### WORK TO COMPLETE
Your result should be the lines holding the word "jacket", copied from the entries below.

### Region pointing data
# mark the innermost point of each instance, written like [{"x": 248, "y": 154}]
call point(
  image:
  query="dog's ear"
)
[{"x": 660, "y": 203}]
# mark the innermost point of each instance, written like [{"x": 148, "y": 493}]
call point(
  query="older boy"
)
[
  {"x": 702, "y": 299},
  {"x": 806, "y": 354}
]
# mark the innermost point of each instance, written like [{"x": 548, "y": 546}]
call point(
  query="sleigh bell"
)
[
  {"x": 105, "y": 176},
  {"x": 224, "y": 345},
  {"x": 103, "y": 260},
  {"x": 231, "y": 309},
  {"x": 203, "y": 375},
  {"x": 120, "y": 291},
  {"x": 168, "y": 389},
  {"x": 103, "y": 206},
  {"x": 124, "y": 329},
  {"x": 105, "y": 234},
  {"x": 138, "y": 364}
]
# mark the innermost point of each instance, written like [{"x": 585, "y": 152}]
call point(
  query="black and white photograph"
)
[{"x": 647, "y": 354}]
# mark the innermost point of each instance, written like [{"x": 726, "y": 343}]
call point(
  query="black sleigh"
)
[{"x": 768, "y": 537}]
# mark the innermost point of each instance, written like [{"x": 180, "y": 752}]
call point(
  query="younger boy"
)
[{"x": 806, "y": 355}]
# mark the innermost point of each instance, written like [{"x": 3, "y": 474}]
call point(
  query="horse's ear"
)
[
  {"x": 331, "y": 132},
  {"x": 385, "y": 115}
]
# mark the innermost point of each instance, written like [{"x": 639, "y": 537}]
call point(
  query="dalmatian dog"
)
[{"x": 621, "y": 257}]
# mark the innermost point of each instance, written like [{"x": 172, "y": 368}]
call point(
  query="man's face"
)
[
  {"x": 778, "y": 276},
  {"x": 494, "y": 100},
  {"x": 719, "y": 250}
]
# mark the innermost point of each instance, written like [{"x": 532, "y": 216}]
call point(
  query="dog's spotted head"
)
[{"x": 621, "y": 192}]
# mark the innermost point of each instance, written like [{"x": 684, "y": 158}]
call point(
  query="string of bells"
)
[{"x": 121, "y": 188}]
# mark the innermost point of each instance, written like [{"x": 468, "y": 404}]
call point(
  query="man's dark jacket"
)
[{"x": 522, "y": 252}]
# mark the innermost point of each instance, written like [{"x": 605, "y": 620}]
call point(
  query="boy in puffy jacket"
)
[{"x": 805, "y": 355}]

### SOLUTION TO THIS PROBLEM
  query="man's dark jacket"
  query="boy in puffy jacket"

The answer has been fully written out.